▶ _Tarefas do exercício_:
A. Liste todos os títulos de seção escritos em letras maiúsculas no texto sobre o SFH.
B. Redigite sem nenhuma alteração o trecho do texto sobre o SFH que vai de "O financiamento, dessa" a "depósitos de poupança.".

SFH e Atraso na Obra: O Que Fazer?

Entenda um pouco mais do que é o SFH (Sistema Financeiro de Habitação) e quais as possíveis consequências jurídicas para atraso em obra ou entrega de imóvel adquirido por esta modalidade de financiamento, junto à Caixa Econômica Federal (CEF).

O QUE É SFH

O SFH (Sistema Financeiro da Habitação) foi criado pela Lei nº. 4.380/64 para permitir o prolongamento do prazo de quitação das parcelas de financiamento de imóvel, e, portanto, viabilizar a aquisição da casa própria, com maior facilidade.

OBJETIVO

O SFH possui como objetivo, conforme dispõe art. 8º da Lei nº. 4.380/64, a facilitação e a promoção de construção/aquisição de casa própria ou moradia para a população brasileira, especialmente para as classes de menor renda da sociedade.

CARACTERÍSTICAS

Como características, o Sistema Financeiro de Habitação (SFH) prevê a regulamentação das condições de financiamento imobiliário, relativas, por exemplo, à taxa de juros, à quota e aos prazos de pagamento.

O financiamento, dessa forma, possui limitações impostas pela lei, como, por exemplo, não poder ser superior a 80% do valor da propriedade (incluindo-se, neste percentual, as despesas acessórias), consoante disposto no art. 6º da Resolução nº. 4.676/2018 do Banco Central.

Outrossim, conforme art. 13 da Resolução nº. 4.676/2018, as operações no âmbito do SFH devem observar como condições que o custo efetivo máximo para o mutuário, compreendendo juros, comissões e outros encargos financeiros, não podendo exceder 12% a.a. (doze por cento ao ano); bem como a atualização do saldo devedor, caso prevista em contrato, deve ser realizada pela remuneração básica aplicável aos depósitos de poupança.

Além das entidades previstas no art. 8º da Lei nº 4.380, de 1964[1], também são componentes do referido sistema as demais instituições financeiras autorizadas a funcionar pelo Banco Central do Brasil e as entidades fechadas de previdência complementar.

REQUISITOS

Conforme determinação do Conselho Monetário Nacional, podem ser adquiridos por meio do financiamento no SFH os imóveis com valor de avaliação de até R$ 1.500.000,00 (um milhão e quinhentos mil reais).

Cumpre destacar que o imóvel a ser financiado deve ser residencial, urbano, devidamente registrado no Cartório de Registro de Imóveis e não pode ter sido objeto de outro financiamento pelo FGTS nos últimos três anos.

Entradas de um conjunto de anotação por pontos
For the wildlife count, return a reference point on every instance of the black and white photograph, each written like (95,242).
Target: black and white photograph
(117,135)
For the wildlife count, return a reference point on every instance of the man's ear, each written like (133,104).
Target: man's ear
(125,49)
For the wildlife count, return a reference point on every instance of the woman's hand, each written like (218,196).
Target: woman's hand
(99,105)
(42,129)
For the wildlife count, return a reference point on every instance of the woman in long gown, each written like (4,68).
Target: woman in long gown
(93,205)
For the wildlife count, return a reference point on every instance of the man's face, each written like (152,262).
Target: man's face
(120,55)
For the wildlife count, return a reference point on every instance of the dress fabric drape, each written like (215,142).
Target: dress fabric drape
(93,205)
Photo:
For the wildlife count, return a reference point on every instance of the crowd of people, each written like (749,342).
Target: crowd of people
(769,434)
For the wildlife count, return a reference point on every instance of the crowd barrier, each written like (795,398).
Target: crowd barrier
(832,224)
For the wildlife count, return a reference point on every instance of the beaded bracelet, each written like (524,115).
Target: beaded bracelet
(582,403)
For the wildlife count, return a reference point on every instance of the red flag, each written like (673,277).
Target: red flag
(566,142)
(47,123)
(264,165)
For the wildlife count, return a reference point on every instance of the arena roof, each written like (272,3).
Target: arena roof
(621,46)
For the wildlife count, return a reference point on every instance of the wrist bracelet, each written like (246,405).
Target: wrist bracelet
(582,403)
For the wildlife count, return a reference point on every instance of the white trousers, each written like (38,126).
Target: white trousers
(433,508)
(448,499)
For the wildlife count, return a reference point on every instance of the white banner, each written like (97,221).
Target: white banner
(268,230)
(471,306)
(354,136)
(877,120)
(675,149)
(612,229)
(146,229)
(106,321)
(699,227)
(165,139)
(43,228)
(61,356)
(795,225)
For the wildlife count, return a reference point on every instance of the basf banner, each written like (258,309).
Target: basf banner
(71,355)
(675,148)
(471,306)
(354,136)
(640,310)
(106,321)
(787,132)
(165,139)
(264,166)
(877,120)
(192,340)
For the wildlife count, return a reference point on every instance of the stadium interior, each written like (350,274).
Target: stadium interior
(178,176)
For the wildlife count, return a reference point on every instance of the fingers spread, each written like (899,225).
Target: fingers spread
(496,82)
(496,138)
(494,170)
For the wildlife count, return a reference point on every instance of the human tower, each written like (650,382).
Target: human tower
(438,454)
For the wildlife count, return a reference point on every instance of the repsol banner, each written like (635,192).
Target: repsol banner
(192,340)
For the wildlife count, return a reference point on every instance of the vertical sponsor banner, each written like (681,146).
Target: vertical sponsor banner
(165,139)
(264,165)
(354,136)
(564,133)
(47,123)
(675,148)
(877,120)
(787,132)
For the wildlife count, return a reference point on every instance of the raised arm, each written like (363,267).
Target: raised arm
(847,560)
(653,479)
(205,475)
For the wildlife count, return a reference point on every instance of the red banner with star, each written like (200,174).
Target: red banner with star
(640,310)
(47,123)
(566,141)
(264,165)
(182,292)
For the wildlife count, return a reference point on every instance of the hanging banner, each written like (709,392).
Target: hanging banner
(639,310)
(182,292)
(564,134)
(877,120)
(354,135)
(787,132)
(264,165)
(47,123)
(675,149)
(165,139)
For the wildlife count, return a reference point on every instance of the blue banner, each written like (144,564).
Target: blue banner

▶ _Lista de respostas_:
A. O QUE É SFH; OBJETIVO; CARACTERÍSTICAS; REQUISITOS

B.
O financiamento, dessa forma, possui limitações impostas pela lei, como, por exemplo, não poder ser superior a 80% do valor da propriedade (incluindo-se, neste percentual, as despesas acessórias), consoante disposto no art. 6º da Resolução nº. 4.676/2018 do Banco Central.

Outrossim, conforme art. 13 da Resolução nº. 4.676/2018, as operações no âmbito do SFH devem observar como condições que o custo efetivo máximo para o mutuário, compreendendo juros, comissões e outros encargos financeiros, não podendo exceder 12% a.a. (doze por cento ao ano); bem como a atualização do saldo devedor, caso prevista em contrato, deve ser realizada pela remuneração básica aplicável aos depósitos de poupança.